*Problem description*
From the data below, return all lines holding the string "window".
· · · · ·
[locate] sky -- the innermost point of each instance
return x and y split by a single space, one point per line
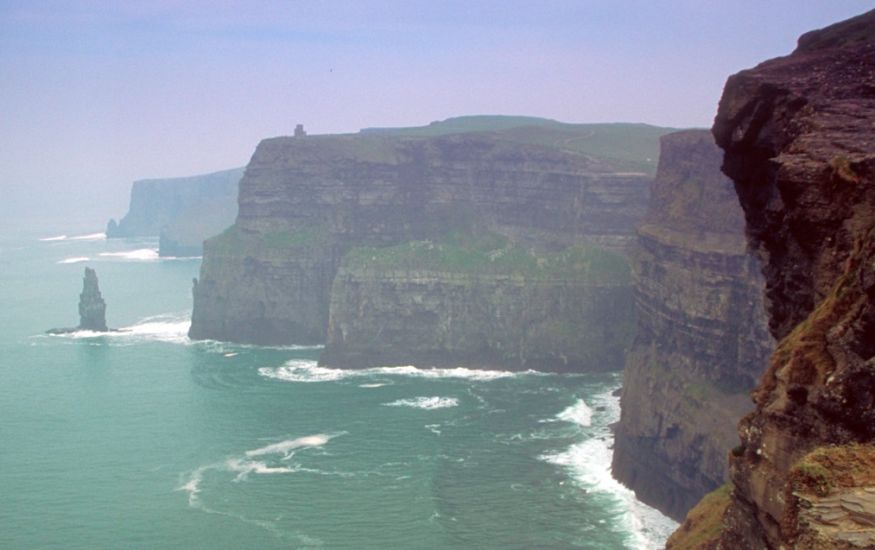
95 95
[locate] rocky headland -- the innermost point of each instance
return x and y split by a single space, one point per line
799 144
182 212
92 307
701 337
398 247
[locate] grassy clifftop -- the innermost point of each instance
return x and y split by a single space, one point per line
636 146
492 254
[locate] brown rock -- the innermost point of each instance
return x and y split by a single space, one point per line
799 139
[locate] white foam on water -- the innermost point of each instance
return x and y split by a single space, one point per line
246 467
285 447
172 328
162 328
90 237
425 403
298 370
243 465
579 413
243 468
589 463
74 260
139 255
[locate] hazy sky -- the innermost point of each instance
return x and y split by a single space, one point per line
94 95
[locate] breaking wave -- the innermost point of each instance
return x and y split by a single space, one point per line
139 255
589 463
243 466
172 328
579 413
426 403
74 260
88 237
298 370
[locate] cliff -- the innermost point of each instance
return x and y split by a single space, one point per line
181 211
307 203
474 304
799 144
701 337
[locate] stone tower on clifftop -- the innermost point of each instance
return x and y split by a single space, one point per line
92 308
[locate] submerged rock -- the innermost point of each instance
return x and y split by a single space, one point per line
92 307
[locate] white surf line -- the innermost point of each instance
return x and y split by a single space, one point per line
589 463
298 370
425 403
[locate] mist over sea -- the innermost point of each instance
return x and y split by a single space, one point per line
144 439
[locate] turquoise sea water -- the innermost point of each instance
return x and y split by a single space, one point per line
143 439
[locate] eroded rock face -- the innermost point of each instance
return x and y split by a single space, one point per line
305 203
570 311
92 308
799 139
182 211
702 337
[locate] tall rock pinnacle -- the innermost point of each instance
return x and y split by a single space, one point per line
92 308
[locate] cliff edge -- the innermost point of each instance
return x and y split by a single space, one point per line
799 139
333 235
701 339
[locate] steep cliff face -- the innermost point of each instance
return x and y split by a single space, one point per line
307 202
182 211
799 143
701 338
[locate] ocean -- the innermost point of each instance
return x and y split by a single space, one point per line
144 439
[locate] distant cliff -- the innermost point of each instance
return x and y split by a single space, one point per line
182 211
486 303
330 224
799 144
702 336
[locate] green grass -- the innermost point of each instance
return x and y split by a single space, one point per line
704 522
495 255
635 146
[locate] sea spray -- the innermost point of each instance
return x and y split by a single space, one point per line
297 370
589 463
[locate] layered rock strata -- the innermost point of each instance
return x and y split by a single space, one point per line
502 306
182 212
701 338
305 203
92 307
799 143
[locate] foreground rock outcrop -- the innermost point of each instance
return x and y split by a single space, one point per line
702 337
182 212
799 143
92 308
333 233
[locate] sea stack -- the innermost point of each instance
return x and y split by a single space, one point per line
92 308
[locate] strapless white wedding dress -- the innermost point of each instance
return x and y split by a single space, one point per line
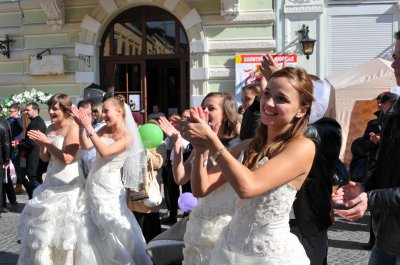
259 232
205 224
51 220
111 233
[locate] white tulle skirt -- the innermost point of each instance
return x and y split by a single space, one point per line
49 225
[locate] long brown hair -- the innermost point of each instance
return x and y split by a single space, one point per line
229 108
258 148
64 102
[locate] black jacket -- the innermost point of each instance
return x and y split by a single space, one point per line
312 206
383 185
34 165
5 145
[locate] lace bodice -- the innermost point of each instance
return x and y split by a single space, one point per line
58 173
221 202
261 224
105 174
109 163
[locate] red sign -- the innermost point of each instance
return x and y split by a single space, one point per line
257 58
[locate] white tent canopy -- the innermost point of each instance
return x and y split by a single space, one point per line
363 82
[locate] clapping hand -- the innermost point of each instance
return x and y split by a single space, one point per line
198 128
354 198
269 66
39 137
81 117
169 130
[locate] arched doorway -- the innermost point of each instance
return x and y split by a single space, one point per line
144 54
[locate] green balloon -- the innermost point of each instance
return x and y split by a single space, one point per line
151 135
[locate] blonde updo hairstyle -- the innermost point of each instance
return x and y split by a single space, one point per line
258 148
117 103
64 103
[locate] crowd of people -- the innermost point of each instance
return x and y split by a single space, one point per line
263 182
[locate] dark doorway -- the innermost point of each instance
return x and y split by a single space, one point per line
145 56
163 86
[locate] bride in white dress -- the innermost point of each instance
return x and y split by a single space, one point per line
112 234
214 211
259 230
49 224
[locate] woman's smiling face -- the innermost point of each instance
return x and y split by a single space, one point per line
56 114
215 111
110 113
280 103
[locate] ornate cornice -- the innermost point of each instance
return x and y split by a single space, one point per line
55 13
230 9
303 6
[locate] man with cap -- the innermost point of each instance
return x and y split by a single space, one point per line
387 100
380 192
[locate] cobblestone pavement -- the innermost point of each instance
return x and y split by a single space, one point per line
345 240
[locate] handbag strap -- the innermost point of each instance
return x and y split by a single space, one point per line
151 167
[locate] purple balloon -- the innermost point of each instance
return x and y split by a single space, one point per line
187 202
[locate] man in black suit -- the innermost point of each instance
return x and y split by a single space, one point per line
312 207
5 147
35 167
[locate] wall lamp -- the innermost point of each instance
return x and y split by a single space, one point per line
39 55
85 59
5 46
307 44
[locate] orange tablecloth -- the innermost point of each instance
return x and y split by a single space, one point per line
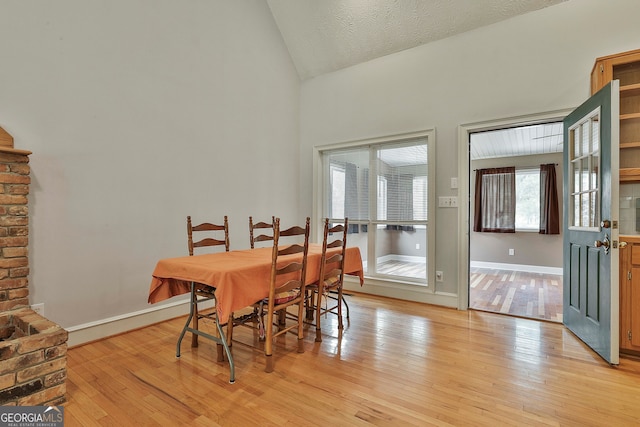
240 277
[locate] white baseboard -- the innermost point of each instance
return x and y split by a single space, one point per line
516 267
92 331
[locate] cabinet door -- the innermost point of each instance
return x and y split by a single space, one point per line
630 335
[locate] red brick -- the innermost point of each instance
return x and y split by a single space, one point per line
55 378
13 158
38 371
8 242
9 178
8 199
19 231
18 293
17 189
14 304
22 362
16 210
55 352
14 262
8 349
13 283
42 340
7 380
19 272
20 168
46 396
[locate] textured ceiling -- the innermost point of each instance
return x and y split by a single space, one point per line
327 35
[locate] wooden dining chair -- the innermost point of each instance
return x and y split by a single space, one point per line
330 279
264 231
258 232
210 235
286 287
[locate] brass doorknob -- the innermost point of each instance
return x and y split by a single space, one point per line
599 243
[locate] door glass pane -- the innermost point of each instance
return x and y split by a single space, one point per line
585 140
595 135
585 165
400 250
594 213
383 189
595 162
347 191
584 175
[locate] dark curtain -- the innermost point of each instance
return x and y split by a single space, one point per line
495 200
549 213
400 201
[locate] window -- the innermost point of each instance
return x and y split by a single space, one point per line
383 188
528 200
507 200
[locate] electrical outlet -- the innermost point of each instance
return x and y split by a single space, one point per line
38 308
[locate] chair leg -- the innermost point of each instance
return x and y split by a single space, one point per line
194 305
301 325
186 325
346 305
268 344
308 303
230 330
232 369
340 326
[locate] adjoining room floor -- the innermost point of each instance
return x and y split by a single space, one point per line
518 293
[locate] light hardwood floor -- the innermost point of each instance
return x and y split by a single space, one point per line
397 363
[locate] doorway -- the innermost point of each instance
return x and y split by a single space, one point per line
517 273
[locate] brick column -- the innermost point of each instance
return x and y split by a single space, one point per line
33 350
14 230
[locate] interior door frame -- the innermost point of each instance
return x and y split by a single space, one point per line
464 171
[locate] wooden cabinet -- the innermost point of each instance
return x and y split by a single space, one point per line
625 67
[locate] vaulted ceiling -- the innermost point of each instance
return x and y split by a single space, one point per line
327 35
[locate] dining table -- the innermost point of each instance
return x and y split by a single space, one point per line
237 279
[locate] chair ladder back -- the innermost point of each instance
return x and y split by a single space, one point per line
207 241
332 264
295 286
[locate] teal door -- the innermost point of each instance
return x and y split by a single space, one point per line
591 176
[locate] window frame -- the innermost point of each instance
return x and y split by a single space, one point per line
528 171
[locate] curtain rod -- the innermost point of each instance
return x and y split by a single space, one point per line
522 167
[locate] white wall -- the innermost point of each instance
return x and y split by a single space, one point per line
534 63
139 113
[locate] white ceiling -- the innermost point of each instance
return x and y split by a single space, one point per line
327 35
527 140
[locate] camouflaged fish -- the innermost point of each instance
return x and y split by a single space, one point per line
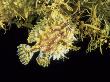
53 37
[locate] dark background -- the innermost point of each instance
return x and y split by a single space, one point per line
78 68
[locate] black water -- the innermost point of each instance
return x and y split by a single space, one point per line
78 68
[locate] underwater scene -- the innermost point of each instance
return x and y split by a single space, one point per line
54 39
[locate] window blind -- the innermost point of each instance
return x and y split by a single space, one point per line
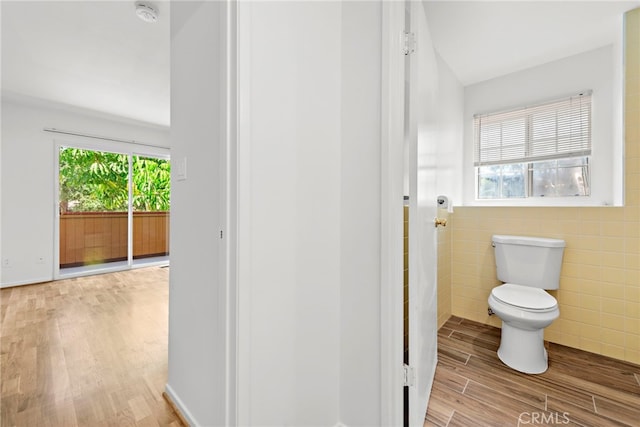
554 130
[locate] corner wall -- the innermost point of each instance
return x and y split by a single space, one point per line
· · · · ·
*Your solution*
[locate] window -- the innermost point of each instance
[locate] window frame -- the innermost point of each instance
[locate] window blind -- the innermost point of each instance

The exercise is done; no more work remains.